** Start EXCERPTED RECORDS **
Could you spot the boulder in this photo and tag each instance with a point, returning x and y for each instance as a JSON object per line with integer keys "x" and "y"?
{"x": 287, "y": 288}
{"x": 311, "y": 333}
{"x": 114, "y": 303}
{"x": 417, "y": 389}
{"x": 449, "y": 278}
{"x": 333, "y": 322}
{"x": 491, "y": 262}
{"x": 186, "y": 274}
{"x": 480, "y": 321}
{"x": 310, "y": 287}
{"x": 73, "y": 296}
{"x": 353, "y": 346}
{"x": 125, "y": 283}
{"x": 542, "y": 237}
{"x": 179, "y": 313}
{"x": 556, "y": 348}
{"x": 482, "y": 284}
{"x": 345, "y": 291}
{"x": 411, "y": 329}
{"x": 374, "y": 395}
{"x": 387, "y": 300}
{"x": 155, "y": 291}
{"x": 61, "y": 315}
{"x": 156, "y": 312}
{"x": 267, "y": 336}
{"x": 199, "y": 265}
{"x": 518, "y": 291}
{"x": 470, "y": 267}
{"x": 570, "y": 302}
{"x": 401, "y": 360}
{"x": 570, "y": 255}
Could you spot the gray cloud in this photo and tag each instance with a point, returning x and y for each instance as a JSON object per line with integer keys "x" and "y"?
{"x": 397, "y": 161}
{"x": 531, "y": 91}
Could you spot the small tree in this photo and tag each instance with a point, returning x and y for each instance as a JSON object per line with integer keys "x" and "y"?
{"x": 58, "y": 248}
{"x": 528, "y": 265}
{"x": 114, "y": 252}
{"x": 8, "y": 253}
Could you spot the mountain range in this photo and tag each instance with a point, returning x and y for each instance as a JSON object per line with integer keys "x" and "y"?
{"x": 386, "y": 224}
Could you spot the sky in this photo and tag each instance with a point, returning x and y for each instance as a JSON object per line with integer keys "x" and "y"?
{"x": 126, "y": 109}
** End EXCERPTED RECORDS **
__EXERCISE TASK__. Copy the listing above verbatim, line for line.

__REPLY TO THE EXERCISE__.
Could you spot the boulder in this photo and tag each instance with a point, returning x and y for each instance as a JSON object per line with integer keys "x" and "y"?
{"x": 287, "y": 288}
{"x": 311, "y": 333}
{"x": 114, "y": 303}
{"x": 417, "y": 389}
{"x": 449, "y": 278}
{"x": 333, "y": 322}
{"x": 491, "y": 262}
{"x": 186, "y": 274}
{"x": 480, "y": 321}
{"x": 310, "y": 287}
{"x": 73, "y": 296}
{"x": 353, "y": 346}
{"x": 125, "y": 283}
{"x": 542, "y": 237}
{"x": 179, "y": 313}
{"x": 556, "y": 348}
{"x": 482, "y": 284}
{"x": 345, "y": 291}
{"x": 411, "y": 329}
{"x": 374, "y": 395}
{"x": 387, "y": 300}
{"x": 155, "y": 291}
{"x": 61, "y": 315}
{"x": 156, "y": 312}
{"x": 267, "y": 336}
{"x": 199, "y": 265}
{"x": 518, "y": 291}
{"x": 470, "y": 267}
{"x": 570, "y": 302}
{"x": 401, "y": 360}
{"x": 570, "y": 255}
Could you spot the gray cloud in this photo and tag each instance with a point, returning x and y for each instance as a JSON object per line with integer keys "x" and "y"?
{"x": 397, "y": 161}
{"x": 531, "y": 91}
Could you spot the small tree in this photo and tag each instance with a point, returning x and y for each instance as a JSON object per line with integer keys "x" and "y"?
{"x": 58, "y": 248}
{"x": 528, "y": 265}
{"x": 114, "y": 252}
{"x": 8, "y": 253}
Could you spot the mountain range in this photo and tag each instance with a point, returning x and y for each instance as a JSON object per line with integer keys "x" and "y"?
{"x": 386, "y": 224}
Could you spot the sky in this photo and tag each instance with a point, returning x and y for each instance as a JSON object per line with integer keys "x" and "y"?
{"x": 126, "y": 109}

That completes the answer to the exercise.